◆ **CONSIGNES**:
(1) Relevez tous les titres cités dans la critique de film : œuvres, revues et chroniques.
(2) Transformez en liste à puces le paragraphe de la critique de film qui commence par « J'ai commencé à grincer des dents », sans perdre ses faits principaux.
(3) Rédigez la suite de la critique de film, à partir de sa dernière phrase.

◆ **TEXTE SOURCE**:
● ● ● ● ●
Comment sortir du ciné à la fois énervé et inquiet

Bon, c'est sans doute une note coup de gueule plus d'autre chose, mais elle se justifie pour 3 raisons, corrélées les unes aux autres :
- Ça m'énerve de penser que c'est le réalisateur du Labyrinthe de Pan qui a osé pondre ce truc ;
- Je suis étonné et navré du bon accueil qu'il a obtenu après des critiques, jusque dans les Cahiers du cinéma (attention, ce n'est pas ma référence, mais c'était assez marquant pour être remarqué) ;
- Au risque de plagier Karim Debbache (je l'ai pas attendu pour penser ça), tous les défauts d'un film ne peuvent se justifier pour la simple raison qu'il s'agit d'un film pour les enfants. Pour plus de précisions à ce sujet, je vous invite à regarder la chronique vidéo Crossed sur Street Fighter.

J'ai commencé à grincer des dents des les premières minutes du film. C'est rarement bon signe quand le prologue s'étale autant et ne tient qu'à une voix off qui nous explique tout de la manière la plus explicite du monde. Moins cinématographique, tu meurs. À se demander à quoi sert la caméra et tout ce qui suit, je me serai volontiers contenté d'un tract avec le prologue écrit dessus.
Puis vient enfin l'histoire en elle-même et... l'incapacité de dire quoique ce soit de positif, tant on navigue entre les clichés les plus grossiers, les trames narratives les moins travaillées du monde.

Franchement, l'idée de base me plaisait bien. Le fait de devoir être deux pour commander les robots, avec ce que ça implique de connexion avec l'autre, l'atmosphère post-apocalyptique qui pointe le bout de son nez... Un réel potentiel, mais que je trouve gâché automatiquement.
● ● ● ● ●
◆ **DONNÉES ENREGISTRÉES**:
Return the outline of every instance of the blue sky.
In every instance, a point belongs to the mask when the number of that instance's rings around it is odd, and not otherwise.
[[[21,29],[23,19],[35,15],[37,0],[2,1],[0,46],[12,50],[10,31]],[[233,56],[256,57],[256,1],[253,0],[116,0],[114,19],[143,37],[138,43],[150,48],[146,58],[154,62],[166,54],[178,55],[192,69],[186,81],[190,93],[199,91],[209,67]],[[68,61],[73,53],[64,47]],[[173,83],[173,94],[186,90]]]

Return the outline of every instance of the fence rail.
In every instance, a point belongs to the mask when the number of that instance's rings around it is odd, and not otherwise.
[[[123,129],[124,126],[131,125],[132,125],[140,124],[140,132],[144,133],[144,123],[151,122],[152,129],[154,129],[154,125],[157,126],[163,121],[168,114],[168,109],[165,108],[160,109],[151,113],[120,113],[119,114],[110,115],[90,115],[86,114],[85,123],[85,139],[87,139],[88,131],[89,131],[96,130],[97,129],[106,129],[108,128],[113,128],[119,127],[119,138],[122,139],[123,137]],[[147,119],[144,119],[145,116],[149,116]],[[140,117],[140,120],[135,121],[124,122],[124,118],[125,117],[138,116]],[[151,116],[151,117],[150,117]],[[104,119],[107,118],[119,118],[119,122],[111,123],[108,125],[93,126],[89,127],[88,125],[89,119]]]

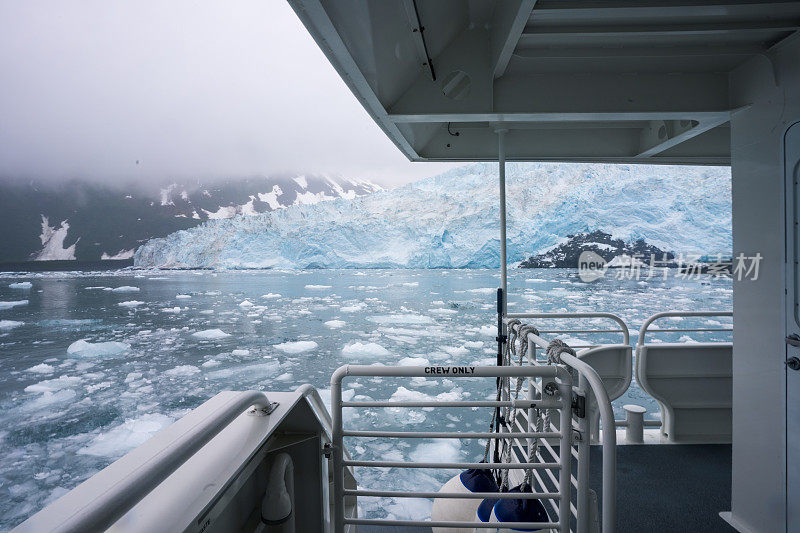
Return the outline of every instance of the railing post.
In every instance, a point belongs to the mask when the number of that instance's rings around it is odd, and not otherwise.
● ● ● ● ●
◆ **CORRIGÉ DES EXERCICES**:
(1) Le Labyrinthe de Pan ; les Cahiers du cinéma ; Crossed ; Street Fighter

(2)
- Grincements de dents dès les premières minutes du film.
- Prologue trop long, qui ne repose que sur une voix off expliquant tout de la façon la plus explicite.
- Résultat jugé très peu cinématographique : un simple tract reproduisant le prologue aurait suffi.

(3)
Tout d'abord, les décors et les effets spéciaux. Ça fait quelques années maintenant qu'on est capable de ce genre de prouesses numériques et ce film ne sort pas du lot, loin de là. Je préfère encore Transformers à choisir. Mais plus grave, l'équipe n'en profite même pas pour faire un monde cohérent, ils ne vont pas au bout de leurs idées, peut-être par pure fainéantise. Un détail qui m'a particulièrement frappé est la modélisation des panneaux de contrôle en hologrammes employés dans le QG. Vu qu'ils sont dans un bon dixième des plans en mode "T'as vu, on fait des trucs que même qu'en vrai ça existe pas, c'est ça la magie du cinéma !!!", forcément, faut que ce soit bien fait. Et le coup de projeter les 3 couleurs primaires pour composer un écran "complet", très sympa... sauf si on est flemmard, que toutes les couleurs sot déjà dans les 3 hologrammes primaires, ce qui réduit l'effet spécial à un brouillon tape-à-l'œil qui ne va pas au bout de ses idées.

Ensuite, le montage et mixage sonore. Flirtant quelques fois avec le seuil de douleur, l'univers sonore est à l'image de l'image (bon, je garde cet effet involontaire, il ne me déplait pas ^^) : grossier, lourdingue et incohérent. La surexploitation des basses, comme le cinéma américain a tendance à le faire depuis ces 10 dernières années, n'est pas franchement de mon goût. Au-delà de ce soucis esthétique général, il faudra m'expliquer depuis quand des voitures vides et éteintes klaxonnent lorsqu'elles tombent dans le vide. Les alarme anti-vol, passe encore, mais là, ils ont clairement pioché dans la boite à sons qui "pètent grave", sans réfléchir au contenu et sans prendre la peine de les mixer et affiner pour les spatialiser. Mettre des bruitages bruts et reconnaissables entre 1000, ça ne marche pas et ça fait cheap (un comble vu le budget de cette production), un spectateur un tant soit peu attentif se souvient avoir entendu ces bruitages dans la moitié des films et séries. Dans Super 8, ce défaut devient une qualité car c'est un film à hommage, une série d'œillades volontaires et assumées, comme à chaque fois qu'on entend le très célèbre Cri Wilhelm par exemple. Mais ici, rien de tout ça.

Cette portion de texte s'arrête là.